▶ Saved dataset items
________
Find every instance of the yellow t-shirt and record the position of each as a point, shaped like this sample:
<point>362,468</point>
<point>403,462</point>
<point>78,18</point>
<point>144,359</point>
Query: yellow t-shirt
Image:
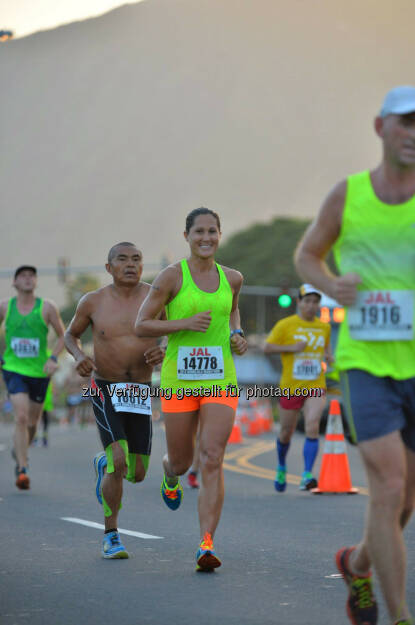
________
Write out all of the material above word for word, but leave out the pictures.

▶ RESULT
Find every instance of the yellow t-shirt and record the position of each as a point, shaped like this sample:
<point>362,468</point>
<point>403,462</point>
<point>78,18</point>
<point>144,359</point>
Query: yellow t-shirt
Image:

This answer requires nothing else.